Copy out, word for word, the full court excerpt about the Alamitos Circle Company partnership and its 1944 income tax deficiencies.

#### PASSAGE TO READ

*197 Decisions will be entered for the respondent.
1. Section 107 (a) -- Compensation for Personal Services -- Building and Selling Houses. -- Section 107 (a) does not apply to the distributive shares of partnership income of partners who contributed only services to the partnership engaged in subdividing land and building thereon and selling low cost houses.
2. Section 44 (d) -- Transmission or Disposition. -- Section 44 (d) applies where a partnership, reporting sales of real estate on the installment method, transferred its installment obligations to a trust created by the partners who then terminated the partnership.
*1016 The Commissioner determined deficiencies in income tax for 1944 as follows:
Docket No. | Petitioner | Amount |
22165 | Doyle J. Dixon | $ 3,121.83 |
22166 | Flavia R. Dixon | 3,490.72 |
22167 | Richard O. Atkinson | 3,156.58 |
22168 | Lee Lane Atkinson | 3,506.50 |
The issues are whether the distributive shares of Dixon and Atkinson of the 1944 net income of a partnership come within section 107 (a), Internal Revenue Code, and, if section 107 (a) does not apply, whether the partnership income for 1944 is affected by section 44 (d).
*1017 FINDINGS OF FACT.
The petitioners, domiciled in California, filed separate income tax returns on a cash and community-property basis with the collector of internal revenue for the sixth district of California. The Dixons are husband and wife and the Atkinsons are husband and wife. The husbands will be referred to as the petitioners.
*199 The petitioners entered into a partnership agreement on July 3, 1941, under which they were general partners and five other individuals were limited partners. Later, another limited partner was admitted. The purpose of the partnership, known as Alamitos Circle Company, was to purchase land, subdivide it, build low-cost homes on it, and sell the separate properties. Fifty-one per cent of any profits derived by the partnership was to be divided among the limited partners and 49 per cent was to be shared equally by the petitioners. The petitioners were to have monthly drawing accounts of $ 300 each during the development operations which were to be charged against their shares of the profits.

########
#### SUPPLIED INFORMATION

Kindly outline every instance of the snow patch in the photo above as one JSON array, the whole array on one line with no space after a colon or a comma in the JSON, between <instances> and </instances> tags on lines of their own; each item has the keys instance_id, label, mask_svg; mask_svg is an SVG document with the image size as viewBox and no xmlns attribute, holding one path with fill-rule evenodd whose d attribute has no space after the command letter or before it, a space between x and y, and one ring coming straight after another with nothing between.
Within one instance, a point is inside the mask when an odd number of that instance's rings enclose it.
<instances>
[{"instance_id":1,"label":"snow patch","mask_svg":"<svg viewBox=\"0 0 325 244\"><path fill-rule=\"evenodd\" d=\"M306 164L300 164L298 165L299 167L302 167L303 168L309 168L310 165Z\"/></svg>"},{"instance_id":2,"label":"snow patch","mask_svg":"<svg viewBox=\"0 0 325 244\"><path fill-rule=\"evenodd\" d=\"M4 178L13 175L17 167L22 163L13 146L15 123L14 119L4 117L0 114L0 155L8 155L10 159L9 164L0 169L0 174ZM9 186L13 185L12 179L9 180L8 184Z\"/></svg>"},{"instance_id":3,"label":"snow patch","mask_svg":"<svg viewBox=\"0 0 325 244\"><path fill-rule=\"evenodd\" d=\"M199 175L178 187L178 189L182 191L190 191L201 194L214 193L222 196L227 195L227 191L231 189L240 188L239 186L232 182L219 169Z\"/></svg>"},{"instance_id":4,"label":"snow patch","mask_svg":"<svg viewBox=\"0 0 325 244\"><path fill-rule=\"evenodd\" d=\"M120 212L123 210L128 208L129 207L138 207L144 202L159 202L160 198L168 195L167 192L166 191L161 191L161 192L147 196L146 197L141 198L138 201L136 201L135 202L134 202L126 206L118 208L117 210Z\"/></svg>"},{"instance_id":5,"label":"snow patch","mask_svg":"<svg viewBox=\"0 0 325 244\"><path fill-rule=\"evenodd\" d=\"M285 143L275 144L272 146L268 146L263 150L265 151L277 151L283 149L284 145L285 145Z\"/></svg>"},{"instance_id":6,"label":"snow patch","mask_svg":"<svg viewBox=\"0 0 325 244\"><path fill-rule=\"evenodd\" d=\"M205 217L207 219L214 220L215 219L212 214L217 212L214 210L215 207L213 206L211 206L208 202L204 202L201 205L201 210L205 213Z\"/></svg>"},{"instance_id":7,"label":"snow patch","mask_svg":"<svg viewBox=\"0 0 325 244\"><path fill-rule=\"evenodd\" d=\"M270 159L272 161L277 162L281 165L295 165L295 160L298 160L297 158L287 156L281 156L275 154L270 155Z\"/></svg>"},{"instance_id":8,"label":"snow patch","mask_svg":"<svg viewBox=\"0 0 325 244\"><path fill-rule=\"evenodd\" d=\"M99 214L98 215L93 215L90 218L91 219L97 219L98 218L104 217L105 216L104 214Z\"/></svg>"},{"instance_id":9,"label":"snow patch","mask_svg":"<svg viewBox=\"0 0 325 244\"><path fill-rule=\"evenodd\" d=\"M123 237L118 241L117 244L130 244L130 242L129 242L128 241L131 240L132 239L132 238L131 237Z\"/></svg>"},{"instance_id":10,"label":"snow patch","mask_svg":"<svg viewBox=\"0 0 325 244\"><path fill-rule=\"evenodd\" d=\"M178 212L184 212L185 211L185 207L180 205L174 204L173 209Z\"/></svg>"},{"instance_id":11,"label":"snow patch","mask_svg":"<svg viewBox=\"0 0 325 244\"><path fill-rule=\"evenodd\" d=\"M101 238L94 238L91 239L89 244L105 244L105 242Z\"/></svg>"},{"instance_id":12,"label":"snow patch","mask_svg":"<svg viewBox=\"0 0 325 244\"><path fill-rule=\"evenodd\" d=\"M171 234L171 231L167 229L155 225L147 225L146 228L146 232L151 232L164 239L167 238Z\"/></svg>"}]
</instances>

########

**FULL OUTPUT**
*197 Decisions will be entered for the respondent.
1. Section 107 (a) -- Compensation for Personal Services -- Building and Selling Houses. -- Section 107 (a) does not apply to the distributive shares of partnership income of partners who contributed only services to the partnership engaged in subdividing land and building thereon and selling low cost houses.
2. Section 44 (d) -- Transmission or Disposition. -- Section 44 (d) applies where a partnership, reporting sales of real estate on the installment method, transferred its installment obligations to a trust created by the partners who then terminated the partnership.
*1016 The Commissioner determined deficiencies in income tax for 1944 as follows:
Docket No. | Petitioner | Amount |
22165 | Doyle J. Dixon | $ 3,121.83 |
22166 | Flavia R. Dixon | 3,490.72 |
22167 | Richard O. Atkinson | 3,156.58 |
22168 | Lee Lane Atkinson | 3,506.50 |
The issues are whether the distributive shares of Dixon and Atkinson of the 1944 net income of a partnership come within section 107 (a), Internal Revenue Code, and, if section 107 (a) does not apply, whether the partnership income for 1944 is affected by section 44 (d).
*1017 FINDINGS OF FACT.
The petitioners, domiciled in California, filed separate income tax returns on a cash and community-property basis with the collector of internal revenue for the sixth district of California. The Dixons are husband and wife and the Atkinsons are husband and wife. The husbands will be referred to as the petitioners.
*199 The petitioners entered into a partnership agreement on July 3, 1941, under which they were general partners and five other individuals were limited partners. Later, another limited partner was admitted. The purpose of the partnership, known as Alamitos Circle Company, was to purchase land, subdivide it, build low-cost homes on it, and sell the separate properties. Fifty-one per cent of any profits derived by the partnership was to be divided among the limited partners and 49 per cent was to be shared equally by the petitioners. The petitioners were to have monthly drawing accounts of $ 300 each during the development operations which were to be charged against their shares of the profits.